* **EXERCISES TO COMPLETE**:
1. According to the abstract on rituximab for minimal change disease, how many of the patients who were nephrotic when rituximab was started reached complete or partial remission?
2. For each statement, say whether the abstract on rituximab for minimal change disease supports it. Answer yes or no, and quote the words from the abstract that decide it. (a) B-cell depletion occurred in every treated patient. (b) All 19 patients had previously been given steroids as maintenance treatment. (c) The patients reviewed were treated between 2006 and 2017.
3. Extend the abstract on rituximab for minimal change disease, picking up after its final sentence.

* **PASSAGE PROVIDED**:

Abstract: TH-PO156

Repeat Rituximab Dosing Is Often Necessary but Effective in Relapsing Minimal Change Disease in Adults

Session Information

Category: Glomerular

  • 1005 Clinical Glomerular Disorders

Authors

  • Wong, Nikki L., Imperial College London, London, United Kingdom
  • Cairns, Tom, IMPERIAL COLLEGE HEALTHCARE, LONDON, United Kingdom
  • Galliford, Jack W., Imperial College Kidney and Transplant Institute, London, United Kingdom
  • Pusey, Charles D., Imperial College London, London, United Kingdom
  • Griffith, Megan, Imperial College London, London, United Kingdom
Background

Rituximab (RTX) is increasingly being used for relapsing minimal change disease (MCD) in adults, but data is lacking on the need for and efficacy of multiple dosing regimens.

Methods

We retrospectively reviewed 19 patients treated with RTX for relapsing, or steroid resistant MCD between 2006-2017. Median age at treatment was 35 years (20-66), mean time from diagnosis 15 years (1-39), and mean relapse rate was 4/last 3 years. Previous maintenance treatment included steroids (17/19), tacrolimus (19/19), ciclosporin (6/19), mycophenolate (1/19), cyclophosphamide/chlorambucil (8/19) and levamisole (3/19).

Results

19 patients received RTX. 8 patients were nephrotic, and 11 were in complete or partial remission at time of treatment. B-cell depletion was achieved in all patients. 10 patients had more than one RTX course [mean 2 (1-4)], the mean follow-up was 34 months (1-127).

Of 8 patients who were nephrotic at RTX initiation, 6 achieved complete or partial remission and 2 failed to respond. 1/2 was steroid resistant and on subsequent rebiopsy was found to have FSGS, the other was steroid intolerant.

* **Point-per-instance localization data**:
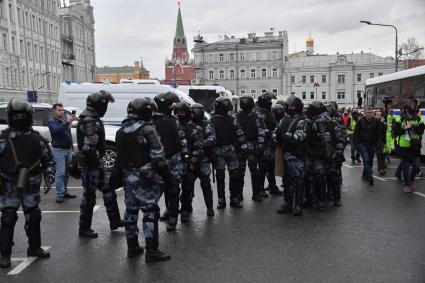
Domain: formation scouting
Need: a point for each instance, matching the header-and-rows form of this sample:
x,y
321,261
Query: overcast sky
x,y
129,29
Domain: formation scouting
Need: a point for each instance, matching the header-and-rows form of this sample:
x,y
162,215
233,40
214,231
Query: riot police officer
x,y
91,147
140,169
175,148
203,171
193,134
291,135
254,131
24,156
229,139
264,104
320,148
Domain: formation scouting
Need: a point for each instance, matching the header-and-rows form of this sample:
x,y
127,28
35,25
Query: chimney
x,y
136,66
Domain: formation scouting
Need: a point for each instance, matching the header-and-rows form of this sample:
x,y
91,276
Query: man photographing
x,y
60,132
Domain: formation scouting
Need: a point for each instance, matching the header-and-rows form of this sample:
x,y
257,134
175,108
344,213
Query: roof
x,y
120,70
397,76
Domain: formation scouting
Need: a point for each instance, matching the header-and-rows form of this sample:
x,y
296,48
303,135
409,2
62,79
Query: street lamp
x,y
396,39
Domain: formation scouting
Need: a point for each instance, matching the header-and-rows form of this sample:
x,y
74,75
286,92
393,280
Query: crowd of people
x,y
165,144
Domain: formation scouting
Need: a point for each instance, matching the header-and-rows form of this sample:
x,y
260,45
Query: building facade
x,y
179,69
251,65
116,74
30,49
78,42
258,64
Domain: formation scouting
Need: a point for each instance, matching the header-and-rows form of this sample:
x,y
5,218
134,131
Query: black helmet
x,y
278,111
197,111
315,108
98,102
222,105
18,106
182,111
140,108
165,102
246,103
295,105
265,100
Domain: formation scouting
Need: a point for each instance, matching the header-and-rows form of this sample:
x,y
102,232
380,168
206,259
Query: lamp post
x,y
396,39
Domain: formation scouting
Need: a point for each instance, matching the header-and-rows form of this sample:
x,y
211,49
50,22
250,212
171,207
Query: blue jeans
x,y
62,158
367,152
411,167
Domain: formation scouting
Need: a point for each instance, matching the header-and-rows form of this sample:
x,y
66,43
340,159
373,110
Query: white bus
x,y
397,87
75,95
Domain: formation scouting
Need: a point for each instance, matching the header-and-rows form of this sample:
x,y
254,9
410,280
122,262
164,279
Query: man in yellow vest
x,y
408,130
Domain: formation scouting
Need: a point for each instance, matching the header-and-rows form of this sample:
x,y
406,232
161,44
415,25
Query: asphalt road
x,y
378,235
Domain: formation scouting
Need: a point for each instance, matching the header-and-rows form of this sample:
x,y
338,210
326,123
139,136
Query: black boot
x,y
133,247
8,221
153,254
286,208
5,261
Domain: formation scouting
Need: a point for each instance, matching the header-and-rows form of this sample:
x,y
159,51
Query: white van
x,y
75,95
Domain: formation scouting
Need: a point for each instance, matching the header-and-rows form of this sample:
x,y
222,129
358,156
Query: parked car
x,y
43,114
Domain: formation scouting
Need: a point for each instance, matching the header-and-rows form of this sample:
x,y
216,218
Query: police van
x,y
75,95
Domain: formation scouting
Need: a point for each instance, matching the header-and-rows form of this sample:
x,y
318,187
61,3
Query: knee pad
x,y
9,217
33,214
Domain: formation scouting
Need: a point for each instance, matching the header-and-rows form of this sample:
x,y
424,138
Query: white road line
x,y
24,264
379,178
419,194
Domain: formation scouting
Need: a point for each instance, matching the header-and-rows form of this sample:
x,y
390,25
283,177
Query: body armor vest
x,y
224,130
166,127
28,150
248,125
131,153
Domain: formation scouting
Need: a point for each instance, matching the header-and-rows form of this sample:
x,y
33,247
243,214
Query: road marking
x,y
24,264
419,194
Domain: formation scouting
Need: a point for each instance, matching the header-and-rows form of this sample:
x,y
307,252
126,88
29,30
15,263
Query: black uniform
x,y
91,147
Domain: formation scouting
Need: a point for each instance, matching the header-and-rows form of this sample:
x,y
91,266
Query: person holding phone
x,y
60,132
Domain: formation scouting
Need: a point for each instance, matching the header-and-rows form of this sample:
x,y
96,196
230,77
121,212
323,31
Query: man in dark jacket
x,y
366,135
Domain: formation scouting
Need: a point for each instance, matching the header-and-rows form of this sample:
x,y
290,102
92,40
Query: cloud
x,y
129,29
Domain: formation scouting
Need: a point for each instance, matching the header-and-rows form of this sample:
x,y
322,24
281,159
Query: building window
x,y
359,77
253,56
252,73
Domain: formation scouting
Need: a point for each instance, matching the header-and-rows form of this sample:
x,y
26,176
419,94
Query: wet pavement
x,y
378,235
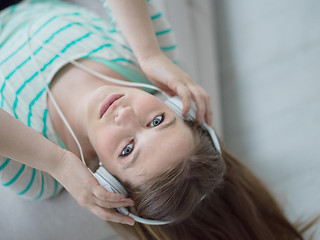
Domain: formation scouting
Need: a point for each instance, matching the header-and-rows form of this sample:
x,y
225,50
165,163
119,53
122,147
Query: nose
x,y
126,116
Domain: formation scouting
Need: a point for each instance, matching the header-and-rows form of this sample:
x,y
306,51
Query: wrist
x,y
146,54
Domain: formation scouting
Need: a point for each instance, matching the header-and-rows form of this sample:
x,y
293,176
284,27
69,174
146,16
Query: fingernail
x,y
131,223
129,201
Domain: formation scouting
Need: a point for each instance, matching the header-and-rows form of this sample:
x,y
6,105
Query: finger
x,y
105,204
197,96
109,215
101,193
208,115
185,95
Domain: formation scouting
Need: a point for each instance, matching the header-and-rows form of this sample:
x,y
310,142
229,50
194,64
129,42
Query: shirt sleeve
x,y
26,181
163,30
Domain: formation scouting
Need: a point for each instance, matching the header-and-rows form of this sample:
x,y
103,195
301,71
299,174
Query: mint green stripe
x,y
49,63
4,164
55,188
36,32
31,105
121,60
156,16
47,41
15,177
42,186
19,66
62,29
112,30
163,32
44,119
18,92
30,183
168,48
29,58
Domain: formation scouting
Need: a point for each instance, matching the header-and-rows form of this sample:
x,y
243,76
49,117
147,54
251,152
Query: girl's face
x,y
138,137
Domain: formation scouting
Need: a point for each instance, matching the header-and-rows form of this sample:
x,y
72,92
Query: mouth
x,y
109,103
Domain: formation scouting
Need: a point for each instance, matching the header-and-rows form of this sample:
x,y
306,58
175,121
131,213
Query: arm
x,y
134,20
28,147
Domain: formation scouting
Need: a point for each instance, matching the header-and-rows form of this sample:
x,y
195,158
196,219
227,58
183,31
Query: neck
x,y
70,90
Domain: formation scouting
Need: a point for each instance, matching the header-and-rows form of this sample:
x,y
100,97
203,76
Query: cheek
x,y
104,141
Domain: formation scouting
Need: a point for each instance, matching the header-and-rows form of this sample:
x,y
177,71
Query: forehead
x,y
169,148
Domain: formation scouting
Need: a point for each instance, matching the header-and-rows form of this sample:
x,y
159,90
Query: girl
x,y
170,167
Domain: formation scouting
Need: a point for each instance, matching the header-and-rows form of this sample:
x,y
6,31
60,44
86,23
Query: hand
x,y
83,187
167,76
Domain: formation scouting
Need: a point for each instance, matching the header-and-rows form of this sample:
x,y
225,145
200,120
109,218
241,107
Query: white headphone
x,y
106,179
110,183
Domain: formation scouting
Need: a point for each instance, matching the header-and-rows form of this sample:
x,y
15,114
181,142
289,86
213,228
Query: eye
x,y
157,120
127,150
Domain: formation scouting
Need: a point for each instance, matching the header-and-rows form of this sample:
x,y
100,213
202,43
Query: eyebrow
x,y
134,159
161,127
166,125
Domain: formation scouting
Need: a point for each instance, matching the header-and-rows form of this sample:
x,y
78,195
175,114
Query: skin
x,y
131,121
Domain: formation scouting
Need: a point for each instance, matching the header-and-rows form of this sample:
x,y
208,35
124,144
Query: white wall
x,y
270,73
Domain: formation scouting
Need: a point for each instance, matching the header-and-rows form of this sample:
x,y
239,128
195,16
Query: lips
x,y
109,103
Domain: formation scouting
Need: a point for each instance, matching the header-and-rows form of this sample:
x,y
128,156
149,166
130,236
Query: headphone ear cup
x,y
109,182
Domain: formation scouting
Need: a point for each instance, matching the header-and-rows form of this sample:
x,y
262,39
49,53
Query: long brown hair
x,y
209,196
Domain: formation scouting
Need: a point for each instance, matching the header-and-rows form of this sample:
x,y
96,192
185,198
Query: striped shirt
x,y
37,38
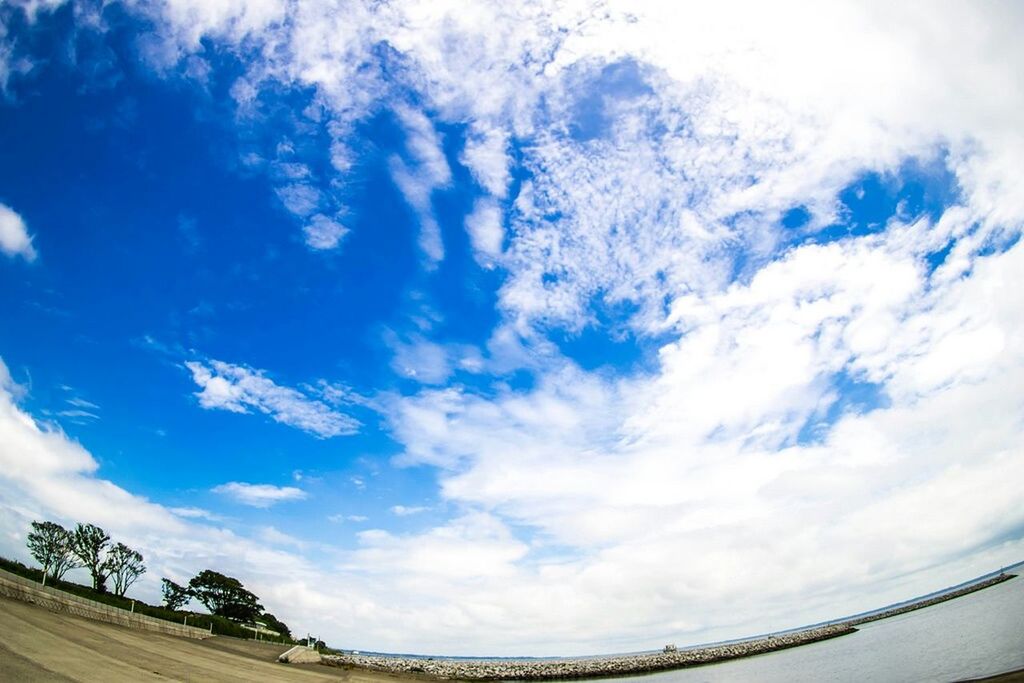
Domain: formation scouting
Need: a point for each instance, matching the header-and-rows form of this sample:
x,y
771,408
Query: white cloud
x,y
485,231
259,495
14,238
323,232
338,518
485,155
695,478
669,141
194,513
407,510
238,389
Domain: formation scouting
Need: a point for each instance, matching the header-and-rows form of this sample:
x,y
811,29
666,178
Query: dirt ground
x,y
40,645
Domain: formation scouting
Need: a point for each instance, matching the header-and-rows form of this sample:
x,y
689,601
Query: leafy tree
x,y
50,544
175,595
90,544
225,596
274,624
124,565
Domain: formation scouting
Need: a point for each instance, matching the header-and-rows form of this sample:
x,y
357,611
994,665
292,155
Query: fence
x,y
17,588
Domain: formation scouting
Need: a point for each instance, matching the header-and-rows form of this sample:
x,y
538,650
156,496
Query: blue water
x,y
980,634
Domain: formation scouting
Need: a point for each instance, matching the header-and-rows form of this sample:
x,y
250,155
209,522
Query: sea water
x,y
980,634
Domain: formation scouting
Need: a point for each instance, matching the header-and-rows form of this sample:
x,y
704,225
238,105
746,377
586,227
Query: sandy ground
x,y
40,645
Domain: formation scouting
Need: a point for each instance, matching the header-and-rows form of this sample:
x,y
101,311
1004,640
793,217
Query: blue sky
x,y
422,319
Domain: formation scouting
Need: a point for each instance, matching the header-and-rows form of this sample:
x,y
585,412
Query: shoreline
x,y
629,665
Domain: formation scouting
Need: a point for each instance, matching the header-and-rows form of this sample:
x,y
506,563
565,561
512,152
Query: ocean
x,y
980,634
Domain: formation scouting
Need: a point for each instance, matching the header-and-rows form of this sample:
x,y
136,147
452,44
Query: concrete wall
x,y
18,588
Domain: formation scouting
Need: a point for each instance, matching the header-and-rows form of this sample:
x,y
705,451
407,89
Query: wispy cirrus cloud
x,y
408,510
242,389
259,495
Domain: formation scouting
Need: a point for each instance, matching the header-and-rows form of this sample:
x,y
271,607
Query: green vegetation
x,y
58,550
221,625
50,544
224,596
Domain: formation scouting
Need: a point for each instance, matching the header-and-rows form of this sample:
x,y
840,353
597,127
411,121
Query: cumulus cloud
x,y
240,389
734,480
258,495
14,238
323,232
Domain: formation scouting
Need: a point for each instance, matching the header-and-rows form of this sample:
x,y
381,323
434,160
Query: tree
x,y
90,543
225,596
124,565
50,544
175,596
274,624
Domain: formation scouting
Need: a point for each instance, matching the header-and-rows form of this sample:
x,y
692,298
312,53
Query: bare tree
x,y
50,544
124,565
90,544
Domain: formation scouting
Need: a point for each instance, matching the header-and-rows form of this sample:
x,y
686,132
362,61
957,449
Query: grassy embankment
x,y
221,626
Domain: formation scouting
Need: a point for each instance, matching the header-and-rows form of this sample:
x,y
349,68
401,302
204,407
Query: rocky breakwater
x,y
538,670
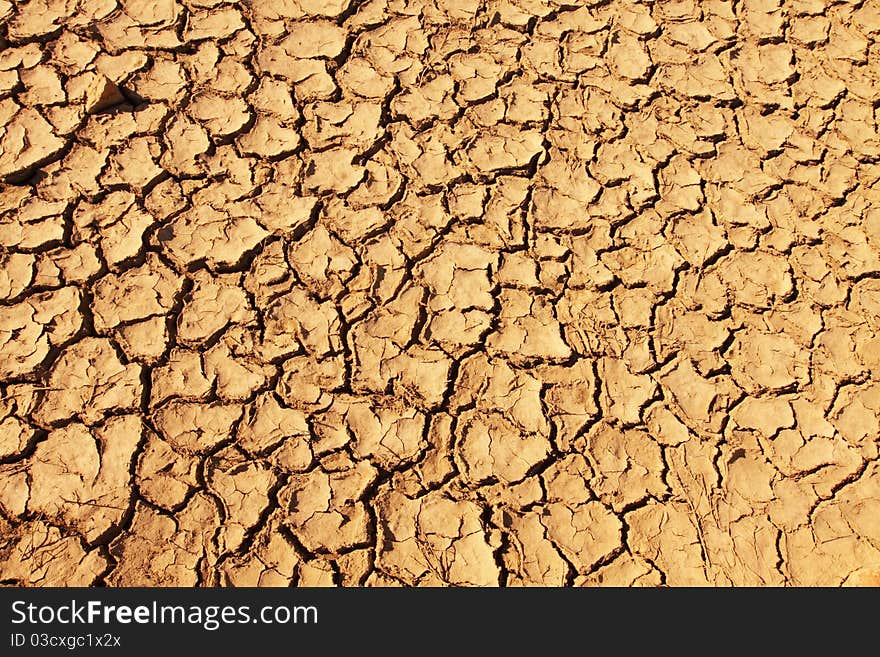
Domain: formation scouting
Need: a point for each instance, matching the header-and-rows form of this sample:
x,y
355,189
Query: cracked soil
x,y
439,292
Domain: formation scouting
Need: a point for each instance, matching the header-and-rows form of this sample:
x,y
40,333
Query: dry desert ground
x,y
439,292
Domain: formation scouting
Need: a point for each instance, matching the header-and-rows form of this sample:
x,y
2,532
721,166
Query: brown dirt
x,y
379,292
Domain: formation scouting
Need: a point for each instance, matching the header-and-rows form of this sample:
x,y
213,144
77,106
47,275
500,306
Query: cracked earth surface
x,y
427,292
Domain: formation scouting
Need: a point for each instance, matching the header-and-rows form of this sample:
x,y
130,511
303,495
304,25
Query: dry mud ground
x,y
439,292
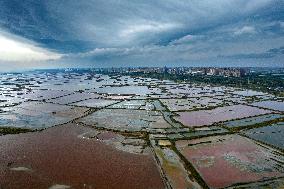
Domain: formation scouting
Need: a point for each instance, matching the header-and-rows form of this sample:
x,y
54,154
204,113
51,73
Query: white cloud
x,y
17,50
245,30
151,27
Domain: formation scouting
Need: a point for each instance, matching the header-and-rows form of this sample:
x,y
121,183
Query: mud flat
x,y
208,117
274,105
60,157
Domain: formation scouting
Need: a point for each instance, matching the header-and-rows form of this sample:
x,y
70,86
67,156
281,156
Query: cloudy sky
x,y
104,33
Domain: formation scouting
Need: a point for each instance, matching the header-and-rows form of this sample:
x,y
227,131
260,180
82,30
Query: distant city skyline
x,y
98,33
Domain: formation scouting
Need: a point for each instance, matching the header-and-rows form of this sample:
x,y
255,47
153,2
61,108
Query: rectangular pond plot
x,y
253,120
274,105
72,98
39,115
125,119
191,103
205,131
209,117
6,101
95,103
129,104
231,159
272,134
45,94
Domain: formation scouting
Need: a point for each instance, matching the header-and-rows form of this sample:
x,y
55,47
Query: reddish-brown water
x,y
58,156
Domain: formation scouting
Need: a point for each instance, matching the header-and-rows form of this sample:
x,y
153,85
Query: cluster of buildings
x,y
214,71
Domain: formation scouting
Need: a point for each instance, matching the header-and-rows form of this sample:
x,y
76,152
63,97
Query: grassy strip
x,y
13,130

* **RESULTS OF THE EXERCISE**:
1. 6 of the 8 nephrotic patients.

2.
(a) Yes: "B-cell depletion was achieved in all patients."
(b) No: "steroids (17/19)"
(c) Yes: "between 2006-2017"

3.
Of 17 patients in remission post RTX, 9 had no further relapse at mean follow-up of 17 months (1-60). 3/9 received a second course of RTX after a mean 13 months (9-16). At last follow-up 5/9 have reconstituted B-cells (>10) at a mean of 6 months post RTX (1-11), while 4/9 remain B-cell deplete.

8/17 patients relapsed post RTX, at a mean 13 months (5-35). All relapsed patients had B-cell reconstitution at time of relapse. 7/8 who relapsed had a second course of RTX. 6 of these 7 relapsed again at a mean of 22 months (7-53) post redosing, 5 of these 6 patients received a third course of RTX. All 5 are now in remission and relapse free at a mean 7 months (1-14). 1 patient received a prophylactic fourth RTX course at B-cell reconstitution.

There were no serious infusion reactions; and one case of Pneumocystis infection requiring hospitalization.

Conclusion

RTX is effective for relapsing MCD in adults, but repeated treatment courses may be required. B-cell reconstitution is associated with relapse and may be helpful in guiding prophylactic redosing in some patients. Nonresponse to RTX may suggest underlying FSGS. Further trials are needed to determine which patients will relapse and appropriate dosing regimens for maintenance RTX therapy.